Rewrite these lines with every "shelf-audit log" swapped for "inventory sheet", leaving the rest of the text unchanged.

## MATERIAL FOR THIS TASK:

-=-=-

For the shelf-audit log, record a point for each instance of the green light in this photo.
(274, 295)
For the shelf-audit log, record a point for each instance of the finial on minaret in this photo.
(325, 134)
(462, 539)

-=-=-

## FINAL RESULT:
For the inventory sheet, record a point for each instance of the green light in this photo.
(274, 295)
For the inventory sheet, record a point for each instance of the finial on minaret in this photo.
(325, 134)
(462, 539)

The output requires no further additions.